### Task prompt
Please print the entries below exactly, from the line with "<point>544,120</point>" through the line with "<point>293,49</point>", including both of those lines and leaving out all others.

### Study material
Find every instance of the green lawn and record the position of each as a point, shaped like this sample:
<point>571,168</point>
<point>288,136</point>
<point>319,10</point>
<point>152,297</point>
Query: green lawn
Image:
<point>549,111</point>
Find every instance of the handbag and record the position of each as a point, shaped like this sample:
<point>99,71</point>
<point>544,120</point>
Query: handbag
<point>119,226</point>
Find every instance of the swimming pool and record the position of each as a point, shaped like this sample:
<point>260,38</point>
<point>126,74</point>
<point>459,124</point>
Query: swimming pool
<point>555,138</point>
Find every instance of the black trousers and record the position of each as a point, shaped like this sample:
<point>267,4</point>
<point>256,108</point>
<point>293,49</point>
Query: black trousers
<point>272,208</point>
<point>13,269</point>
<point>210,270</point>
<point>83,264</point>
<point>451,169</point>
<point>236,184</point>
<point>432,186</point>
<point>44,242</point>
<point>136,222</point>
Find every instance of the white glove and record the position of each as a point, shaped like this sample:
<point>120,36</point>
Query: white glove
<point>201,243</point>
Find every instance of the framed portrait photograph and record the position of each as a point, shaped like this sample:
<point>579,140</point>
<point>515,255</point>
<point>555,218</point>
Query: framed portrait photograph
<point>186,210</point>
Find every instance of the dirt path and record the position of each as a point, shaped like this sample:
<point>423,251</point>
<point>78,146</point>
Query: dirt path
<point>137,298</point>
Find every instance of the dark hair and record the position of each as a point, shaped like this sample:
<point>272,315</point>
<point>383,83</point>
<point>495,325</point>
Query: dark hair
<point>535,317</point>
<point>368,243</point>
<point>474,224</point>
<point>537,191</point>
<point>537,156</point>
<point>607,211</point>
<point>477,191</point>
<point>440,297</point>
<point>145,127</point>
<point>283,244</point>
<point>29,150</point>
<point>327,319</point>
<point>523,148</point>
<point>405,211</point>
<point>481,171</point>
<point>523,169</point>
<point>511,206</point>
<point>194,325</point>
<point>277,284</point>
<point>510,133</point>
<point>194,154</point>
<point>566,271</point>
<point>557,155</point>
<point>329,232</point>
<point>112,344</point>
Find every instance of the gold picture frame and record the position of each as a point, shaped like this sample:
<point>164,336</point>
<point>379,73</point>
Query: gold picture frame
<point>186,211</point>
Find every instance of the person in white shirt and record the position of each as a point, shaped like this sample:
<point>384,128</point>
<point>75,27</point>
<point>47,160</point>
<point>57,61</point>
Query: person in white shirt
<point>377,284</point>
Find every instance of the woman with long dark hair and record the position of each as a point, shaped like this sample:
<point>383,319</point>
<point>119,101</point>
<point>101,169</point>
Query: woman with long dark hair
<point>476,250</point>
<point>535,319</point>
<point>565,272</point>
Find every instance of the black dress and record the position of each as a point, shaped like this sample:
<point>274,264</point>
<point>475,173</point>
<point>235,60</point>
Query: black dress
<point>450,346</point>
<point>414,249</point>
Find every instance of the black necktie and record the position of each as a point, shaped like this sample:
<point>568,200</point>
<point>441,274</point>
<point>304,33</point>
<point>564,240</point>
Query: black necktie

### Response area
<point>544,120</point>
Query: handbag
<point>119,226</point>
Find every instance of the swimming pool and record the position of each as a point, shaped like this sample:
<point>260,38</point>
<point>126,74</point>
<point>459,124</point>
Query: swimming pool
<point>555,138</point>
Find every instance of the black trousers and record the position of each as a point, shaped like this sample:
<point>267,4</point>
<point>256,108</point>
<point>293,49</point>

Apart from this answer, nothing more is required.